Lines from the one containing "Target: bunch of grapes" through the last line of the material below: print these exactly, and only these.

##### MATERIAL FOR THE TASK

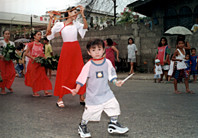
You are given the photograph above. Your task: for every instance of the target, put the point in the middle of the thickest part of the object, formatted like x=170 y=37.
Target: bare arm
x=83 y=16
x=75 y=91
x=117 y=52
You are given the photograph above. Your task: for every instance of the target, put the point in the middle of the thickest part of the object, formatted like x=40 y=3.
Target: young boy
x=179 y=57
x=193 y=59
x=99 y=96
x=157 y=71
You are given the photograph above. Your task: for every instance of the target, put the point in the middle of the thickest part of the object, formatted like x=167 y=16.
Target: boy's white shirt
x=82 y=78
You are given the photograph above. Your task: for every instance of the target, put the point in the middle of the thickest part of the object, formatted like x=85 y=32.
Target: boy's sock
x=114 y=119
x=84 y=122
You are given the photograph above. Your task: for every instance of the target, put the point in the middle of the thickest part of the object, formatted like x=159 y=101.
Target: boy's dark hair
x=70 y=8
x=160 y=43
x=180 y=40
x=193 y=49
x=95 y=42
x=35 y=32
x=45 y=38
x=5 y=31
x=130 y=38
x=109 y=41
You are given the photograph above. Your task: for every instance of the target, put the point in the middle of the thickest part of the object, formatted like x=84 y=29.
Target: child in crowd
x=132 y=51
x=188 y=65
x=179 y=57
x=172 y=66
x=48 y=53
x=157 y=71
x=163 y=53
x=99 y=96
x=7 y=67
x=193 y=59
x=19 y=65
x=35 y=76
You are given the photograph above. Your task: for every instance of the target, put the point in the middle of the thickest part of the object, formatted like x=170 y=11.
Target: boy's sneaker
x=117 y=128
x=83 y=132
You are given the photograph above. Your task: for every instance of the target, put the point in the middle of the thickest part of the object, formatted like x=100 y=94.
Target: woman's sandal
x=178 y=92
x=60 y=104
x=190 y=92
x=3 y=92
x=48 y=94
x=35 y=95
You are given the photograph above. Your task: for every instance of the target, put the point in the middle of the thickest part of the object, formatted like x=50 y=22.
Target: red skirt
x=69 y=67
x=7 y=73
x=36 y=77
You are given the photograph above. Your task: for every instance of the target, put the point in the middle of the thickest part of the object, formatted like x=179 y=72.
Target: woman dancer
x=6 y=67
x=71 y=61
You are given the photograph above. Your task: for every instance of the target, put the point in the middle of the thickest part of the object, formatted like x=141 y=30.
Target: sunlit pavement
x=149 y=110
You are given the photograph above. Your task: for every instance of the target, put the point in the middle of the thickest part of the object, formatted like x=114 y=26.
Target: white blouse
x=69 y=33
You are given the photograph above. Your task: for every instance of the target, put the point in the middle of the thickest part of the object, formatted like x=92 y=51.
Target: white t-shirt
x=131 y=51
x=96 y=77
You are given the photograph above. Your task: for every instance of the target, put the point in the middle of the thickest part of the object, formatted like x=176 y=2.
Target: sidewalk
x=136 y=76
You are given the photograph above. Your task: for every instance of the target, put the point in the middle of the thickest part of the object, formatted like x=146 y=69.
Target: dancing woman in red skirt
x=35 y=76
x=6 y=67
x=71 y=61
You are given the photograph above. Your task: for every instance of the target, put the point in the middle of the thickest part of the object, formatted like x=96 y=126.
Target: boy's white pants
x=93 y=112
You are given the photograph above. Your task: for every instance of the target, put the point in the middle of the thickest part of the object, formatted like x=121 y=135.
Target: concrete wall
x=146 y=40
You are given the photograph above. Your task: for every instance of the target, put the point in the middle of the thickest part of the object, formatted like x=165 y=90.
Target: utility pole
x=115 y=6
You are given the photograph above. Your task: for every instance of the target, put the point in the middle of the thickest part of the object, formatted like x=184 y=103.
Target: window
x=170 y=18
x=185 y=17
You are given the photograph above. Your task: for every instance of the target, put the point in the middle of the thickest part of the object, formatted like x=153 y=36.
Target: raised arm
x=48 y=31
x=83 y=16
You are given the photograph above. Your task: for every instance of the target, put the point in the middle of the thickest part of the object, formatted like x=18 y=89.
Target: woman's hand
x=51 y=15
x=74 y=92
x=119 y=83
x=82 y=10
x=33 y=58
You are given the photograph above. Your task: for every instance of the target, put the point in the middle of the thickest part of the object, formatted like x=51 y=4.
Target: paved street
x=150 y=110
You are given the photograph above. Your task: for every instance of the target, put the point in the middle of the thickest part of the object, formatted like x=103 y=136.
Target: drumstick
x=127 y=77
x=68 y=89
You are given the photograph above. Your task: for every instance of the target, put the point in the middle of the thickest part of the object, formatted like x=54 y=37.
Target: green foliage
x=9 y=53
x=50 y=62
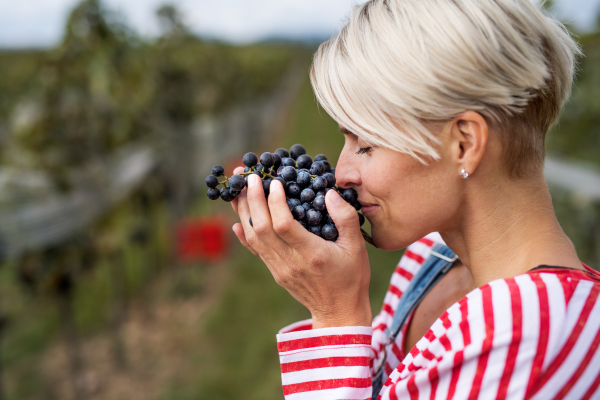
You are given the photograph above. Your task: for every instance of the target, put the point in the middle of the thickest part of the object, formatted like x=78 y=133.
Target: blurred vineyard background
x=105 y=143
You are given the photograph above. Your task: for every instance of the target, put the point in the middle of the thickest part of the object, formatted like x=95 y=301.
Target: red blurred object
x=203 y=239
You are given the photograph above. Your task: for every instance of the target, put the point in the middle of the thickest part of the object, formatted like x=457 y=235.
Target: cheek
x=416 y=200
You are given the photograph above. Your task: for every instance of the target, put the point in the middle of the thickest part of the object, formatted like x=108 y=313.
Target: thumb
x=345 y=217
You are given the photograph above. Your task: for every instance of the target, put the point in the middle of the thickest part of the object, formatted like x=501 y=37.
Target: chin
x=386 y=240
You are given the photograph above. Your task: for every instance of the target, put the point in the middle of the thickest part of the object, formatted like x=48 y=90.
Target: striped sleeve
x=329 y=363
x=532 y=336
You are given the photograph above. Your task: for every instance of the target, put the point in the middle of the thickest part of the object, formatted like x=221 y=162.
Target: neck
x=508 y=229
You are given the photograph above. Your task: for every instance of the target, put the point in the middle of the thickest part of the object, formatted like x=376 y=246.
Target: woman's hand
x=330 y=278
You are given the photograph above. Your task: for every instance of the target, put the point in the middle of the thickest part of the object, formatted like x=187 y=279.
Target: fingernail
x=336 y=199
x=253 y=180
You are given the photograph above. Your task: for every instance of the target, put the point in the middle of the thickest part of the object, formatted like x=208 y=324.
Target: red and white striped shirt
x=533 y=336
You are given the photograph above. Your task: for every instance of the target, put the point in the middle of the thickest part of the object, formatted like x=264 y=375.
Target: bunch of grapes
x=306 y=182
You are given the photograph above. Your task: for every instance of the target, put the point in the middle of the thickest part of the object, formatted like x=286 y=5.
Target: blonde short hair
x=399 y=65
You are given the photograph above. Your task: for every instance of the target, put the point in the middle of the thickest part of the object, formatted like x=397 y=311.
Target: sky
x=39 y=23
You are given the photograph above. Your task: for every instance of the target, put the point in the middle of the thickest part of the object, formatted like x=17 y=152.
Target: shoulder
x=531 y=335
x=415 y=255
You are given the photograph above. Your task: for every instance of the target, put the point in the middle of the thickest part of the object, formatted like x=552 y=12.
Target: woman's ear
x=468 y=138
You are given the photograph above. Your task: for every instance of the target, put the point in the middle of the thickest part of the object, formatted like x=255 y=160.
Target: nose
x=347 y=172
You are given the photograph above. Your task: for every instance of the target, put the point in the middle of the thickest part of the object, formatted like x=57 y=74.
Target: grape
x=267 y=160
x=276 y=161
x=313 y=217
x=237 y=183
x=280 y=179
x=319 y=183
x=213 y=193
x=319 y=203
x=330 y=179
x=298 y=212
x=305 y=183
x=218 y=170
x=350 y=195
x=307 y=206
x=304 y=161
x=303 y=178
x=288 y=162
x=282 y=152
x=293 y=203
x=212 y=181
x=315 y=229
x=329 y=232
x=307 y=196
x=289 y=174
x=293 y=190
x=226 y=195
x=297 y=150
x=329 y=220
x=250 y=160
x=317 y=168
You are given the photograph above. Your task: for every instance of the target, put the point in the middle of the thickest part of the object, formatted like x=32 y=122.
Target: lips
x=368 y=208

##########

#### WRITTEN RESPONSE
Target: bunch of grapes
x=306 y=182
You are given the photograph above. Your task: for every instance of the target, put the point in the middle of the thickest part of the object, formatted like x=286 y=5.
Target: blonde short hair
x=399 y=65
You are given the photograph above. Your task: for every instance of the target, put the point in the middle of the thickest part of the object, formatted like x=397 y=311.
Target: sky
x=39 y=23
You are given the photograph above. Your task: for every instance of the target, put the point in the middle of the thickest part of the object, formatted like x=17 y=152.
Target: shoulder
x=531 y=335
x=415 y=255
You are given the photograph above. Your task: for every instance of the target, put the point in the middle of the thickest part of the object, formatted like x=552 y=12.
Target: woman's ear
x=468 y=138
You are given the photograph above. Your task: for every instance of the target, put the point in the middle of the thickest part of the object, formatted like x=255 y=160.
Target: nose
x=347 y=172
You are given the photograph above. Your task: for every instance of the target, put the point in the middle of the thickest part of the object, formatted like x=57 y=74.
Target: grape
x=267 y=160
x=276 y=161
x=313 y=217
x=237 y=183
x=280 y=179
x=319 y=183
x=213 y=193
x=319 y=203
x=330 y=179
x=298 y=212
x=305 y=183
x=218 y=170
x=350 y=195
x=307 y=206
x=304 y=161
x=303 y=178
x=288 y=162
x=282 y=152
x=293 y=203
x=212 y=181
x=315 y=229
x=329 y=232
x=307 y=196
x=289 y=174
x=293 y=190
x=226 y=195
x=297 y=150
x=329 y=220
x=250 y=160
x=317 y=168
You are given the photograph above. Your task: for every instance of the target, put the point in the middle of the thickest part of the object, formatted like x=32 y=122.
Target: lips
x=368 y=208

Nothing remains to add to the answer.